[Stored data]
----------------------------------------
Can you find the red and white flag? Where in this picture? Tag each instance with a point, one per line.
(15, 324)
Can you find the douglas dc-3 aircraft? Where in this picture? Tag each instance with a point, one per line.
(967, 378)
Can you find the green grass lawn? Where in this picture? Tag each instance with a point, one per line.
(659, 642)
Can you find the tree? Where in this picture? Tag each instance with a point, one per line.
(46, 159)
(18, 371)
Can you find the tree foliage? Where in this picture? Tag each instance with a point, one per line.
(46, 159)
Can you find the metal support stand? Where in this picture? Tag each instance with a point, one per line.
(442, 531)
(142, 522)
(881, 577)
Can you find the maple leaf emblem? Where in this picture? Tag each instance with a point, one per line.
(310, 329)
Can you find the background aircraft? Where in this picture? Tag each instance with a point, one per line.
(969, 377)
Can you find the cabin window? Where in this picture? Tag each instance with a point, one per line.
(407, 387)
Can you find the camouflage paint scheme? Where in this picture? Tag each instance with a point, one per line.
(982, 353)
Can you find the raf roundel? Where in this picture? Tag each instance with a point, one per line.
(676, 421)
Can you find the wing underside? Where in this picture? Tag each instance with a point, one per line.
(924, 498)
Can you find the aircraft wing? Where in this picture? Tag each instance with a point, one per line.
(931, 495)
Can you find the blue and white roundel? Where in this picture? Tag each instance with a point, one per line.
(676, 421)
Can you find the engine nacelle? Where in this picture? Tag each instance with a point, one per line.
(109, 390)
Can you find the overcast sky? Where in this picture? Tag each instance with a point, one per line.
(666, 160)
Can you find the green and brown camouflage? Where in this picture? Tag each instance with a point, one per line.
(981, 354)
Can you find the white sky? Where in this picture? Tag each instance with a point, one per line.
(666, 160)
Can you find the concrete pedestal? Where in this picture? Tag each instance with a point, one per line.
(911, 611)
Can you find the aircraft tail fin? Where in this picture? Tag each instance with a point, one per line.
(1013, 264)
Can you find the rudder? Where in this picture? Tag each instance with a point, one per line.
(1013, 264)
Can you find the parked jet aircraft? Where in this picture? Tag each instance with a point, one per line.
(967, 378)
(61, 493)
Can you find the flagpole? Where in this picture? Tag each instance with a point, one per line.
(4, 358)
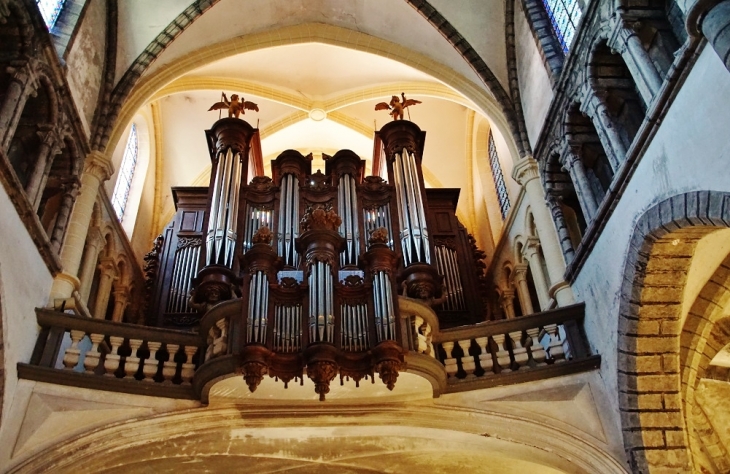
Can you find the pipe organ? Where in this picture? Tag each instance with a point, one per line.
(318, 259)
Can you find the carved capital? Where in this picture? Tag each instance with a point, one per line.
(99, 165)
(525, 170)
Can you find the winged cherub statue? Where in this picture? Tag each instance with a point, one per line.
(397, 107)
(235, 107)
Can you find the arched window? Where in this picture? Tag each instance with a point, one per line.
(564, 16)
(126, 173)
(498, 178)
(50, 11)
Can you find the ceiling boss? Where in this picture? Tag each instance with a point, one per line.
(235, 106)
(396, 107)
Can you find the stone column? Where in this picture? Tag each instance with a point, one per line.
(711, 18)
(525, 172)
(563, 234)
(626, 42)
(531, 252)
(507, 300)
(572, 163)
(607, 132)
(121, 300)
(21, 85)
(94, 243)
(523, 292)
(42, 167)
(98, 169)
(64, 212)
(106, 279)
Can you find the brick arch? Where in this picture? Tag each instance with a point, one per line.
----------------------------------------
### What you are asked to do
Transcribe the entries above verbatim, omitting their pictures.

### In response
Can you find the red and white flag? Where in this picture? Tag each instance with a point, one per line.
(15, 324)
Can you find the douglas dc-3 aircraft? Where in this picture? Tag each instance with a point, one per line.
(967, 378)
Can you find the green grass lawn? Where in this picture? Tag each instance with a point, one per line.
(659, 642)
Can you find the tree? Where in this picture? Tag each instance with a point, one per line.
(46, 159)
(18, 371)
Can you find the tree foliage? Where in this picture? Tag each instance with a point, one per line.
(46, 159)
Can you find the metal support stand? Where in this picture? Tag each instance with a point, one per line.
(442, 531)
(142, 522)
(881, 577)
Can you find the maple leaf emblem? Where in this picture? Tag each instance with a point, one per line.
(310, 329)
Can you find the background aircraft? Where in this picture? Tag each instance with a point, one per line.
(969, 377)
Can you find the cabin window? Where in this picture? Tag each instance with a point, one per line.
(407, 387)
Can you find the camouflage paint scheme? Where in this picture? Tag each instance with a point, one per line.
(982, 353)
Can you find the raf roundel? Where in this picture? Tag each instance with a point, one per line.
(676, 421)
Can you find the wing underside? Where in this picture? Tag each instance with a point, one per line.
(924, 498)
Can you find the aircraft wing? Where in this picture? Tag each instance with a point, one per line.
(931, 495)
Can you find the blue and white roundel? Where in this picture? Tag each instance with a point, one per line.
(676, 421)
Can you find the engine nacelle? Where in this picture? Tag each instance with a point, one per line.
(109, 390)
Can you find the overcast sky? Where in this picture? Tag each instance with a point, one per line.
(666, 160)
Can you find the green and brown camouflage? Where in this picture? Tag each instance with a point, one per line.
(981, 354)
Can you find the white sky? Where in this picture? Tag each instance with a point, one per line.
(666, 160)
Can you find the concrete pedestal? Where in this picture? Tag each instance with a point, one per line.
(911, 611)
Can you find the aircraft tail fin? Where in this picture? Tag each instance with a point, one per line.
(1013, 264)
Can you find the rudder? Where in this picture? Tag each instance with a point, one per line.
(1013, 264)
Can you find the parked jet aircraft? Where in this picture? Tag each instance with a point, one per line.
(967, 378)
(61, 493)
Can you find the flagpole? Where in this picture? Tag each instance with a point, one per line.
(4, 358)
Can you find the pipe organ? Where in this picture? Tag each instance with a point, one per line.
(318, 259)
Can you find the carved capital? Where in this picture? Tag each instance with a point, one per line.
(99, 165)
(525, 170)
Can you find the winged cherub statue? Where in this picture? Tag each instance with a point, one per line.
(397, 107)
(235, 107)
Can you find the arched window? Where in this picture? Tag each instance with a point, one per line.
(564, 16)
(126, 173)
(498, 178)
(50, 11)
Can you find the ceiling boss? Where in this picture? Tag each instance with a point, one per line.
(235, 106)
(396, 107)
Can you find the stone column? Where in this picture? Tag each instance with a point, one per line.
(711, 18)
(525, 172)
(563, 234)
(626, 42)
(531, 252)
(507, 300)
(572, 163)
(607, 132)
(121, 300)
(21, 85)
(94, 243)
(523, 292)
(42, 167)
(98, 169)
(64, 212)
(106, 279)
Can you find the brick arch? Where in this picture? Tag each instance with a point, one per line.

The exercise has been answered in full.